START TEXT EXCERPT
In the shadow of the neighboring "Hanoi Towers" apartments, offices and shops for rent, a small horde of obnoxious cameramen awaits McCain outside the Hanoi Hilton. As we drive up, a mustached guy from the U.S. Embassy tells us that one wall is all that remains of the original prison, built in 1886 by the French.

As we enter, McCain's wife and son are pushed aside by the cameramen as McCain makes his way down the cellblock known as "Thunderbird," named after a Las Vegas hotel. "I hate the media," says U.S. News & World Report's Roger Simon.

McCain repeatedly stops to throw a lifeline to his family members and drag them up to where he's standing, in cells that never really held prisoners. The entire building has been reconstructed as a museum about French cruelty to the Vietnamese -- and Vietnamese hospitality to the Americans.

McCain is asked about the museum's approach to his days in its dank walls. "It's incomplete," he says, "though I would be somewhat astounded if they had some kind of memorial to their treatment of us."

This is his third or fourth visit to the prison. Cindy was here once before on a relief mission for the charity she runs; she came without her husband and she broke down. But Jack has never been here before, and McCain wants to show him the photographs of him and his buddies that are hanging in one display, but forgets which room it's in. A sound man guides him there.

McCain and son Jack before a photo exhibit of American soldiers in the Hanoi Hilton, now a museum commemorating the French imprisonment of the Viet Minh. The photo second from the left is of McCain when he was a prisoner of war.

McCain points at pictures of him and his buddies hanging behind a glass display case. There's Ev Alvarez, the longest-held prisoner in the North (1964 to 1973), who spent some time on the "Straight Talk Express" during his fellow prisoner's ill-fated run for the presidency. There's Pete Peterson, now U.S. ambassador to Vietnam. There's the old man.

"Not a bad-looking guy, eh, Jack?"

McCain points out that in one propaganda photo, of U.S. soldiers praying, one subversive soldier "is scratching his chin with his middle finger."

Salter beckons McCain to another wall, where the Vietnamese government has a plaque testifying that from Aug. 5, 1964, until Jan. 24, 1973, "the U.S. Government carried out two destructive wars by the Army and Navy against North Vietnam" in which the Vietnamese army "brought down thousands of aircraft." Even though the pilots "committed intold [sic] crimes on our people," the sign reads, "American pilots suffered no revenge once they were captured and detained. Instead, they were well treated with adequate food, clothing, and shelter."
END TEXT EXCERPT
● **WHAT TO PRODUCE**
Reproduce verbatim the stretch of the Hanoi Hilton passage from "McCain repeatedly stops" through "guides him there.".
START INFORMATION GIVEN
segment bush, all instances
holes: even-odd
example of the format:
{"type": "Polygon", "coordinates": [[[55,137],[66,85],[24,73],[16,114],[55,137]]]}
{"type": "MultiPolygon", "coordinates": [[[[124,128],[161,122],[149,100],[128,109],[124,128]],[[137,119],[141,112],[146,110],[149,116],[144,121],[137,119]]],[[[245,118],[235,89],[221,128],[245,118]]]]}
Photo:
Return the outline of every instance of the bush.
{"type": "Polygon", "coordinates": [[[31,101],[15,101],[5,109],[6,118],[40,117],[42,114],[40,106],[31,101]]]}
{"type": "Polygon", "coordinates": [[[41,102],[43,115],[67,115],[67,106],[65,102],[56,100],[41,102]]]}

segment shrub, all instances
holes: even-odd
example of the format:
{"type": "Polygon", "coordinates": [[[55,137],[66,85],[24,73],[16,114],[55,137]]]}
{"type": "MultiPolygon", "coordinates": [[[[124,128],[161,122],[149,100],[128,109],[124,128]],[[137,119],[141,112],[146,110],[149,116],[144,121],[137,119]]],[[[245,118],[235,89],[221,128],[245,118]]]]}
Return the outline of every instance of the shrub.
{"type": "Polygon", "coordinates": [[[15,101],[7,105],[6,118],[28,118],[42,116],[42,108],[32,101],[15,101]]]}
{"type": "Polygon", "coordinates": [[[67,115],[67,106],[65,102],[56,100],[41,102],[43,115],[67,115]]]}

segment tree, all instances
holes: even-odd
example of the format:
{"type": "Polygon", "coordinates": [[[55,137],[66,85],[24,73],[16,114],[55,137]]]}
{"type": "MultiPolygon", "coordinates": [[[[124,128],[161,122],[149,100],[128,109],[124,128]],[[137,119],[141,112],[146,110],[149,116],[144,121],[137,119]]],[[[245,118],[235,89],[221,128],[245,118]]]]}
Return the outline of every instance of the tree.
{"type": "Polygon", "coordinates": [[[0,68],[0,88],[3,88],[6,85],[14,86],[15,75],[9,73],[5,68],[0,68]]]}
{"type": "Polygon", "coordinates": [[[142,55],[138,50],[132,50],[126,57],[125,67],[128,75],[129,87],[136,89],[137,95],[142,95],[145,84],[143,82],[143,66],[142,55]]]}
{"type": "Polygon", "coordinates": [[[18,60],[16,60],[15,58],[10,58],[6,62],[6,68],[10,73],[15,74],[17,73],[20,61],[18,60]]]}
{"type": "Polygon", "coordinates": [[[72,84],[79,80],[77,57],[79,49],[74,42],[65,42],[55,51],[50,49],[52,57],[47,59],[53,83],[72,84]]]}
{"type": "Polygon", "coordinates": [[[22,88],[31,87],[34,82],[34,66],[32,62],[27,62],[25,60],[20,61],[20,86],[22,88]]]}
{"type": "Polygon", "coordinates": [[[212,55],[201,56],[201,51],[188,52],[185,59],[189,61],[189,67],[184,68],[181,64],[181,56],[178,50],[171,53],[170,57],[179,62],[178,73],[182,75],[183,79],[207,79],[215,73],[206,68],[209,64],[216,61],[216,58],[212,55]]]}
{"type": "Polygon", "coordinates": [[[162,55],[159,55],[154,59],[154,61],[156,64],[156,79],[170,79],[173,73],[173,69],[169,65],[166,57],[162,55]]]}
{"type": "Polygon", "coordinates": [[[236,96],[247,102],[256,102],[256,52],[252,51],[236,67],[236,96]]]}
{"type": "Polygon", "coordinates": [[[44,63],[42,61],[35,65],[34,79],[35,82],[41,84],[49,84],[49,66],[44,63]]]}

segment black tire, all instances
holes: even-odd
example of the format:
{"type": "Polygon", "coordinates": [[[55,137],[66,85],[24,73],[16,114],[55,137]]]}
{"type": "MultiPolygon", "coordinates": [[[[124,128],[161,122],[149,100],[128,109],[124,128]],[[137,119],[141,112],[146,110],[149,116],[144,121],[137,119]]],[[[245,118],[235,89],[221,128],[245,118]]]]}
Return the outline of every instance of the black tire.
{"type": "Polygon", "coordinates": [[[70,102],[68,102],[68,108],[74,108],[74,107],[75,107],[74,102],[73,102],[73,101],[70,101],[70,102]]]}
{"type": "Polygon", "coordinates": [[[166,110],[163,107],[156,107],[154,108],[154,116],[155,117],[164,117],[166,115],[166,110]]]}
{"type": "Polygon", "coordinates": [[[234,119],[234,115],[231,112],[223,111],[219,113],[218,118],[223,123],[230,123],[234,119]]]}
END INFORMATION GIVEN
● **WRITTEN ANSWER**
McCain repeatedly stops to throw a lifeline to his family members and drag them up to where he's standing, in cells that never really held prisoners. The entire building has been reconstructed as a museum about French cruelty to the Vietnamese -- and Vietnamese hospitality to the Americans.

McCain is asked about the museum's approach to his days in its dank walls. "It's incomplete," he says, "though I would be somewhat astounded if they had some kind of memorial to their treatment of us."

This is his third or fourth visit to the prison. Cindy was here once before on a relief mission for the charity she runs; she came without her husband and she broke down. But Jack has never been here before, and McCain wants to show him the photographs of him and his buddies that are hanging in one display, but forgets which room it's in. A sound man guides him there.